Repeat the lines of the data below verbatim, from the line that contains "Locate the bus door" through the line that contains "Locate the windshield", inclusive.

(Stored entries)
———

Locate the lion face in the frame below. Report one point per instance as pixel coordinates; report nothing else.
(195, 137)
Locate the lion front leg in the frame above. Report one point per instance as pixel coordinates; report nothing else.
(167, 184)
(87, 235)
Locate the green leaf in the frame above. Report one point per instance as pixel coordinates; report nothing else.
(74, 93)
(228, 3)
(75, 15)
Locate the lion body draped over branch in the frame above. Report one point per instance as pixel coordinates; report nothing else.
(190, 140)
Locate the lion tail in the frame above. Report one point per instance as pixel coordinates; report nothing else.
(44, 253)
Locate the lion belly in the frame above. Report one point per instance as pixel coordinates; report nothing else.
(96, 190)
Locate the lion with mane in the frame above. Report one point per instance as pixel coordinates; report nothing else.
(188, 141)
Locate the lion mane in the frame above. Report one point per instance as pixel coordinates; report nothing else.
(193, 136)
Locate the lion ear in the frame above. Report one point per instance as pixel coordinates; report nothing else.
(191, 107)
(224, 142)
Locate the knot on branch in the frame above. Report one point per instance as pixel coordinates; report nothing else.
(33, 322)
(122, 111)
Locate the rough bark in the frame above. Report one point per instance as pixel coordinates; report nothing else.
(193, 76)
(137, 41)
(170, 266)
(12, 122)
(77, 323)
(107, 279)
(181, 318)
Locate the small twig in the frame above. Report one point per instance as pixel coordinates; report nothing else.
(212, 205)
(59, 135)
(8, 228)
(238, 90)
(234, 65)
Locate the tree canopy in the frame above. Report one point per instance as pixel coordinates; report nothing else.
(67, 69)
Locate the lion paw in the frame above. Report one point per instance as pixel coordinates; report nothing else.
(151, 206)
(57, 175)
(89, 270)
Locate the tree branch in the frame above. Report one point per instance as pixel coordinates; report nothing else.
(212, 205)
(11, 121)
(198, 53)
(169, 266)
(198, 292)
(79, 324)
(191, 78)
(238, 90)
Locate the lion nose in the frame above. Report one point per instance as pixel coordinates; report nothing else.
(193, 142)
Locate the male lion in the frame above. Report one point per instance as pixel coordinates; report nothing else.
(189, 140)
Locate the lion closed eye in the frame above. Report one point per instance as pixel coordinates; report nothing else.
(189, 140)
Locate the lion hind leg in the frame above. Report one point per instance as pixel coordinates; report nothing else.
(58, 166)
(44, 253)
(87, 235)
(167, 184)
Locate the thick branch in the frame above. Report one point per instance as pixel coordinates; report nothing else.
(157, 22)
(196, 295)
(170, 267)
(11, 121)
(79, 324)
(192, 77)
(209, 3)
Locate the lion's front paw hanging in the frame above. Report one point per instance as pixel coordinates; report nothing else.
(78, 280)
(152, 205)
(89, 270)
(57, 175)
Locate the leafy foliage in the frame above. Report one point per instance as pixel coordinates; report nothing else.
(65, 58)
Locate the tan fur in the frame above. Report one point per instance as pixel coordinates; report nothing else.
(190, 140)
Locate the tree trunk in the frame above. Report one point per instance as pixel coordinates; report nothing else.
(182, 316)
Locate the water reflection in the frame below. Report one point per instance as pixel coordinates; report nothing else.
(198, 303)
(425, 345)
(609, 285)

———

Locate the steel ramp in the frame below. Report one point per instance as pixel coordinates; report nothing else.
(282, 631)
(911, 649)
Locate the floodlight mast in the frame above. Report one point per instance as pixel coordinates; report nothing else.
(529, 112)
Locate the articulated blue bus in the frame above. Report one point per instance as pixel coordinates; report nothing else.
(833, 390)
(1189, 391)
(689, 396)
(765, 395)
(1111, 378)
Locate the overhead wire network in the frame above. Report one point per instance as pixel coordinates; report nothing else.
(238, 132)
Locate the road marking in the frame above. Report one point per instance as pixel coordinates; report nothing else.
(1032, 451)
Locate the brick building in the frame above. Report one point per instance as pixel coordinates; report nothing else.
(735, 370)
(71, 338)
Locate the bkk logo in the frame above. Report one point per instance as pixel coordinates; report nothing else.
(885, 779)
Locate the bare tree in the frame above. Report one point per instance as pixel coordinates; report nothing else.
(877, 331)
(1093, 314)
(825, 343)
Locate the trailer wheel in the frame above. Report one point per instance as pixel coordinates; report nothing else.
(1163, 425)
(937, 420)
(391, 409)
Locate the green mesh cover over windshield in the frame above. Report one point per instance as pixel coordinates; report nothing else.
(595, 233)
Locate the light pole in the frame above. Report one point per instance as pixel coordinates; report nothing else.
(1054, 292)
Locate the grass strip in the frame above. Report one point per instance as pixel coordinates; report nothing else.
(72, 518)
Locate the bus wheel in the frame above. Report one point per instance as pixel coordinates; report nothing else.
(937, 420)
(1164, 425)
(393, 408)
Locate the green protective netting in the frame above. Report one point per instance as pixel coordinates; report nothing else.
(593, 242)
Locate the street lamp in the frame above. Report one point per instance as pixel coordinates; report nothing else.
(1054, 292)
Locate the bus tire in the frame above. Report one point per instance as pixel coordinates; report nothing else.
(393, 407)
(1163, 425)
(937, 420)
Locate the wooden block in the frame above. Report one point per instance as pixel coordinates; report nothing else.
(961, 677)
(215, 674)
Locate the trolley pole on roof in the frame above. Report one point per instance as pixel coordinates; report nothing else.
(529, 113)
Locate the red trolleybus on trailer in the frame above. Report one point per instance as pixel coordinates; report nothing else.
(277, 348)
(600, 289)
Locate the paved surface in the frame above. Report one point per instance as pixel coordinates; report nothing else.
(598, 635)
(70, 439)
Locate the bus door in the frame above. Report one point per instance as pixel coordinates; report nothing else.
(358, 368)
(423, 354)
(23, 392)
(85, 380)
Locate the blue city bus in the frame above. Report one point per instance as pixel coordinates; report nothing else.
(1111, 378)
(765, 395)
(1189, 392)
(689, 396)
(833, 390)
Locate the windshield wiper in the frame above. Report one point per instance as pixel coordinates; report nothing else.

———

■ OUTPUT BELOW
Locate the bus door in the frame above. Report one point per instance as pixel coordinates; report nothing else.
(358, 368)
(423, 354)
(23, 392)
(85, 380)
Locate the blue city bus in the frame above. Report one point per instance as pixel coordinates; report nothing else.
(1111, 378)
(765, 395)
(1189, 392)
(689, 396)
(833, 390)
Locate the windshield wiper in the frame above. Report one point per instance as pixel coordinates; report nothing else.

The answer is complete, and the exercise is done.